[start]
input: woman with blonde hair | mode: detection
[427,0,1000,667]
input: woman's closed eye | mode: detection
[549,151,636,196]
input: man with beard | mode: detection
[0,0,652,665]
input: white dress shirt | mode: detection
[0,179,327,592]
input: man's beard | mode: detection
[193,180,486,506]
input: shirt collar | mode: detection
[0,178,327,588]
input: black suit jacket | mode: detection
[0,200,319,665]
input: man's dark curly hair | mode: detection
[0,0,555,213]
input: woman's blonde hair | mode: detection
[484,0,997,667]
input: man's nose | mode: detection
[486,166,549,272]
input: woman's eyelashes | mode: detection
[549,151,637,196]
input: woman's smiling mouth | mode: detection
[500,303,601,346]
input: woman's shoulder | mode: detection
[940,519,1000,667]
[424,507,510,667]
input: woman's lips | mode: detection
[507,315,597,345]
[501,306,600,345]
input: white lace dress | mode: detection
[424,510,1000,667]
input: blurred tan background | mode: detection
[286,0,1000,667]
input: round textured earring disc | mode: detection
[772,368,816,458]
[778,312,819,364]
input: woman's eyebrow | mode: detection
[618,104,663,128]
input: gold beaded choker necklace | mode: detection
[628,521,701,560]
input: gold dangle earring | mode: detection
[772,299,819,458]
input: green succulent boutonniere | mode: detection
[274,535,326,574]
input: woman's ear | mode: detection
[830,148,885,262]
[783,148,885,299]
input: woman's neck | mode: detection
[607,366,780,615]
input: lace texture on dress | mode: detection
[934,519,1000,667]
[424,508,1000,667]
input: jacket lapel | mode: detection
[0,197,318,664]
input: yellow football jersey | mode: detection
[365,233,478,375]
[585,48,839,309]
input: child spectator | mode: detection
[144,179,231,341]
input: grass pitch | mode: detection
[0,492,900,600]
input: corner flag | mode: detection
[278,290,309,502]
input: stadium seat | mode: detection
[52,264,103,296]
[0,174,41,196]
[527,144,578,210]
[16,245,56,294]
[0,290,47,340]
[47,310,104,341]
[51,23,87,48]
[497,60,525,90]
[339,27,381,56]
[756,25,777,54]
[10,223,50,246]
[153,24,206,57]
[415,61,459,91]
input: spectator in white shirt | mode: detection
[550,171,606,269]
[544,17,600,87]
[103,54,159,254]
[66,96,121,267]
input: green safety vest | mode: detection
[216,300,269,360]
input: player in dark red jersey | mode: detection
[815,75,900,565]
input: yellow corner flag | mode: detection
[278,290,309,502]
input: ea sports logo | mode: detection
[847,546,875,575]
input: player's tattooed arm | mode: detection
[end]
Rewrite the listing above as a numbered list with one line per item, leaving out any blank lines.

--- Exercise answer ---
1. input: woman with blonde hair | mode: detection
2. [427,0,1000,667]
3. input: woman's closed eye | mode: detection
4. [549,151,636,196]
5. input: man with beard | mode: detection
6. [0,0,652,665]
7. input: white dress shirt | mode: detection
8. [0,179,327,592]
9. input: man's beard | mode: detection
10. [193,180,486,506]
11. input: shirt collar | mode: detection
12. [0,178,327,588]
13. input: black suit jacket | mode: detection
14. [0,200,319,665]
15. input: man's dark curly hair | mode: detection
16. [0,0,555,213]
17. input: woman's blonde hair | mode: detection
18. [484,0,997,667]
19. input: man's nose | mode: detection
20. [486,166,549,272]
21. input: woman's eyelashes | mode: detection
22. [549,151,637,196]
23. input: woman's smiling mouth | mode: detection
24. [500,303,601,346]
25. input: woman's shoulder | mode: detection
26. [940,519,1000,667]
27. [424,507,510,667]
28. input: woman's lips | mode: detection
29. [507,315,597,345]
30. [501,306,600,345]
31. input: white lace dress | mode: detection
32. [424,510,1000,667]
33. input: blurred tan background | mode: detection
34. [286,0,1000,667]
35. input: round textured earring disc | mode: detection
36. [772,368,816,458]
37. [778,312,819,364]
38. input: woman's eyebrow | mode: detection
39. [618,104,663,128]
40. input: gold beaded choker necklace | mode: detection
41. [628,521,701,560]
42. input: gold dangle earring | mode: detection
43. [772,299,819,458]
44. input: green succulent boutonniere | mode: detection
45. [274,535,326,574]
46. input: woman's ear | mode: detection
47. [830,148,885,262]
48. [783,148,885,299]
49. input: woman's neck | mode: detection
50. [607,366,780,615]
51. input: lace texture on dress | mode: detection
52. [934,519,1000,667]
53. [424,508,1000,667]
54. input: jacket lapel | mode: detection
55. [0,197,318,664]
56. input: yellow football jersey | mode: detection
57. [365,233,478,375]
58. [585,48,839,309]
59. input: child spectator | mode: detection
60. [144,179,231,341]
61. input: grass pitch | mode: detection
62. [0,492,900,600]
63. input: corner flag | mode: detection
64. [278,290,309,502]
65. input: stadium seat | mode: detection
66. [52,264,103,296]
67. [0,174,41,196]
68. [527,144,578,210]
69. [16,245,56,294]
70. [0,290,47,340]
71. [47,310,104,341]
72. [51,23,87,48]
73. [497,60,525,90]
74. [339,27,381,56]
75. [756,25,777,54]
76. [10,223,50,246]
77. [153,24,206,57]
78. [415,61,459,91]
79. input: spectator in white shirt | mode: detection
80. [550,171,606,269]
81. [544,17,600,87]
82. [103,54,159,254]
83. [66,96,121,267]
84. input: green safety vest | mode: detection
85. [216,300,269,360]
86. input: player in dark red jersey | mode: detection
87. [815,75,900,565]
88. input: yellow corner flag | mode: detection
89. [278,290,309,502]
90. input: ea sports logo | mode: detection
91. [847,546,875,575]
92. input: player's tattooed arm | mode: detection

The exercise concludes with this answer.